== Records for the exercise

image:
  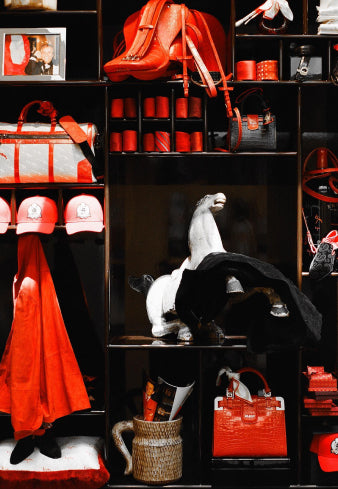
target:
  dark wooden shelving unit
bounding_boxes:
[0,0,338,489]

====

• _Given request_
Write out all of the data above again, leaving out the pictures. Keep every other line as it is, but multiply each bounding box coordinate by 0.2 and round it to a whole number, with halves rounded up.

• _Answer for the task_
image:
target:
  dark wooden shelving unit
bounding_boxes:
[0,0,68,98]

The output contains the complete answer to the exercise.